Directions. Below are records; write all of them out exactly.

Given data.
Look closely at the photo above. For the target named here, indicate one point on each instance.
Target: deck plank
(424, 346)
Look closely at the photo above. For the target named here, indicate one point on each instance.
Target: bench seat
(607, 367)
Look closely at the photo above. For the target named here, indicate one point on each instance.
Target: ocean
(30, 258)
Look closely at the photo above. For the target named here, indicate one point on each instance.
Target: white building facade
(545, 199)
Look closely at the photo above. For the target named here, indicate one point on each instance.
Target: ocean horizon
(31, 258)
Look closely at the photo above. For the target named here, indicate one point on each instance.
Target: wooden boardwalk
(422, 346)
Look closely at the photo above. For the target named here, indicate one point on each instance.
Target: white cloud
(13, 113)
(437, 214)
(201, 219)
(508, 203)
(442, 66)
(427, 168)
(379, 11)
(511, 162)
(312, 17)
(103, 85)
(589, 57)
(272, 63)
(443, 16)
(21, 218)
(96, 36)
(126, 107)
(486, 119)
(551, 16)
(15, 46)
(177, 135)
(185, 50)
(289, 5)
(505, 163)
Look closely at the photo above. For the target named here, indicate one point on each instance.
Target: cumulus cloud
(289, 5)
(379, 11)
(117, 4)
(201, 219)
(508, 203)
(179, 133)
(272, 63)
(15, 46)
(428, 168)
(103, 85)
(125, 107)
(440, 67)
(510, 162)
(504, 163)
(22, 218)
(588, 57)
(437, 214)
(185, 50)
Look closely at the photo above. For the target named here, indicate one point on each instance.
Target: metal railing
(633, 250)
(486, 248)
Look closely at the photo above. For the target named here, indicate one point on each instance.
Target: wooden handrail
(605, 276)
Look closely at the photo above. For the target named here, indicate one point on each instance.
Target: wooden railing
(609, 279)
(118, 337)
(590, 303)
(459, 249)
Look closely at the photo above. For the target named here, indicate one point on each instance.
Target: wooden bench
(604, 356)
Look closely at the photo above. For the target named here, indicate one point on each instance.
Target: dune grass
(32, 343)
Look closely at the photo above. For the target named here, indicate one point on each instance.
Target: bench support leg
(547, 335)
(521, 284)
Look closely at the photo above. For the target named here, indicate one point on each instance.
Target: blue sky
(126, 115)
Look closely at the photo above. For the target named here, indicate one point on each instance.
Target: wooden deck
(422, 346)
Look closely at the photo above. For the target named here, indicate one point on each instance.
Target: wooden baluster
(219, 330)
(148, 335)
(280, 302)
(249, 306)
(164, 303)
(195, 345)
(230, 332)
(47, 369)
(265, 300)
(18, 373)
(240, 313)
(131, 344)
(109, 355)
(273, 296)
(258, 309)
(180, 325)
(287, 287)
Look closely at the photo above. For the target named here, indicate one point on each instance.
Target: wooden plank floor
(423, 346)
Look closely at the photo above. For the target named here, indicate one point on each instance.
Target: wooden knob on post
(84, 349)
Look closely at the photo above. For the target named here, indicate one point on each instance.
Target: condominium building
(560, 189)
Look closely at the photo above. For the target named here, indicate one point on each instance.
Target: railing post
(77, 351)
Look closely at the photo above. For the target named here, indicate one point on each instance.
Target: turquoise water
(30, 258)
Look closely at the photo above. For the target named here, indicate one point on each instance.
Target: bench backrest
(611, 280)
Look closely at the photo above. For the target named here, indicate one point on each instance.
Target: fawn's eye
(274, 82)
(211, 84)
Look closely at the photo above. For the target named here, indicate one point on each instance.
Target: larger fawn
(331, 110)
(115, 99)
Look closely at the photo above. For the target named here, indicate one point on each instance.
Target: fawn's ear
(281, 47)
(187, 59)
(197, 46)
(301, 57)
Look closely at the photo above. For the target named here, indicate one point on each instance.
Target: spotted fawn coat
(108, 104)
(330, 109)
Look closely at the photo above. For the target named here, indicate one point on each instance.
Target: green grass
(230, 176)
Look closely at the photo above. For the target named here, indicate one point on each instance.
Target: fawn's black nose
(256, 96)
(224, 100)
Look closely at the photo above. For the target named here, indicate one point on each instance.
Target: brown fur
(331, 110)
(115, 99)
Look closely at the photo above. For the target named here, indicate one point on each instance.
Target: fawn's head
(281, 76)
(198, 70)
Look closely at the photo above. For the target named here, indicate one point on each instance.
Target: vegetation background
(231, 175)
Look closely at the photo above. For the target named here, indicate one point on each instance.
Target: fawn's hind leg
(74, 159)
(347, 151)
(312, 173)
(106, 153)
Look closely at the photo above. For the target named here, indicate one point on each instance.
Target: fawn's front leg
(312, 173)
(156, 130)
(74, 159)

Your solution.
Look closely at the photo above. For the target named here, indicate one point on each instance.
Target: deck plank
(424, 346)
Look closely at the photo above. For the target named here, indicate one point on each instance.
Target: bench seat
(607, 367)
Look closely at the photo above. For the target named here, indicate one point on each instance.
Target: ocean
(30, 258)
Look closely at the photo above. For the target named here, indicate one point on each instance.
Target: white building facade
(545, 199)
Look closely at the photo above. For the target named here, indicate one point on each instance.
Target: ocean horizon
(31, 258)
Look closely at the photo above. For the target named here, indicate one point on each instance.
Target: wooden boardwalk
(422, 346)
Look closely at the photo above. For the target named here, indicate one point on each instance.
Target: white cloud
(13, 113)
(437, 214)
(201, 219)
(508, 203)
(442, 66)
(427, 168)
(379, 11)
(511, 162)
(312, 17)
(103, 85)
(589, 57)
(272, 63)
(443, 16)
(21, 218)
(96, 36)
(126, 107)
(486, 119)
(551, 16)
(15, 46)
(177, 135)
(185, 50)
(289, 5)
(505, 163)
Look closely at the photo above. For the target named here, indicate one point on each instance.
Target: cumulus cloud
(289, 5)
(379, 11)
(117, 4)
(201, 219)
(508, 203)
(179, 133)
(272, 63)
(15, 46)
(428, 168)
(103, 85)
(125, 107)
(440, 67)
(510, 162)
(504, 163)
(22, 218)
(588, 57)
(437, 214)
(185, 50)
Look closely at the photo above. For the target named here, indicate one point on each instance.
Target: metal railing
(633, 250)
(486, 248)
Look closely at the photo above. For the target named here, indicate one point on each instance.
Target: wooden handrail
(605, 276)
Look closely at the photo above. For the target named here, indicate one point on each instance.
Target: wooden railing
(609, 279)
(118, 337)
(590, 303)
(459, 249)
Look closely at the photo above. For the target named here, indicate one point on each instance.
Target: wooden bench
(604, 356)
Look closely at the photo above. For the target named here, indicate one point on each instance.
Target: dune grass
(32, 343)
Look closely at the photo above. For the target named here, indicate one point on each instance.
Target: bench support leg
(547, 335)
(521, 284)
Look closely at the photo above. For the target named here, indicate one point on each instance.
Target: blue sky
(126, 115)
Look closely at the photo above. For the target named here, indicate one point on each instance.
Target: wooden deck
(422, 346)
Look closely at the photo above. For the target named here, indicate one point on each instance.
Target: wooden baluster
(219, 330)
(148, 335)
(280, 302)
(249, 306)
(164, 303)
(195, 345)
(230, 332)
(47, 369)
(265, 300)
(18, 373)
(240, 313)
(131, 344)
(109, 355)
(273, 296)
(258, 309)
(180, 325)
(287, 287)
Look closely at the photo above. For the target named here, indicate one point on each instance.
Target: wooden plank floor
(423, 346)
Look closely at the photo above. For the target named here, indicate one point on each instance.
Target: wooden knob on post
(84, 349)
Look closely at the photo above. For the target named here, indicate one point on each instance.
Target: condominium building
(560, 189)
Look closely at the photo above. For the target named here, indicate one point on each instance.
Target: railing post
(77, 351)
Look closely at the photo above. For the target named here, indicate one point on each instance.
Target: turquoise water
(30, 258)
Look closely at the photo above. For the target named here, indicate one point on each instance.
Target: bench backrest
(611, 280)
Look closely at the photo above. For the target named here, indicate one point on each instance.
Target: fawn's eye
(274, 82)
(211, 84)
Look closely at the photo above. For the target named here, indicate one point on each instance.
Target: larger fawn
(331, 110)
(115, 99)
Look closely at the photo above. For the target named here, indicate one point on each instance.
Target: fawn's ear
(281, 47)
(187, 59)
(197, 46)
(301, 57)
Look closely at the photo above. For the target named here, indicate one point on each instance.
Target: spotted fawn coat
(108, 104)
(330, 109)
Look closely at the photo above. For the target named here, indicate one point on each instance.
Target: green grass
(230, 176)
Look closely at the photo above. For the target named here, indicate one point on each instance.
Target: fawn's black nose
(256, 96)
(224, 100)
Look closely at the photo above. For the target named here, indicate one point on each instance.
Target: brown fur
(331, 110)
(115, 99)
Look closely at the photo above. For the target named here, indicate one point on each instance.
Target: fawn's head
(281, 76)
(198, 70)
Look closely at the photo above. For the target named here, indicate one point on each instance.
Target: vegetation background
(231, 175)
Look closely at the photo above. For the target named here, indicate one point on each instance.
Target: fawn's hind leg
(74, 159)
(347, 151)
(312, 173)
(106, 153)
Look closely at the photo above. For the target named here, indicate one point on each instance.
Target: fawn's front leg
(312, 173)
(156, 130)
(74, 159)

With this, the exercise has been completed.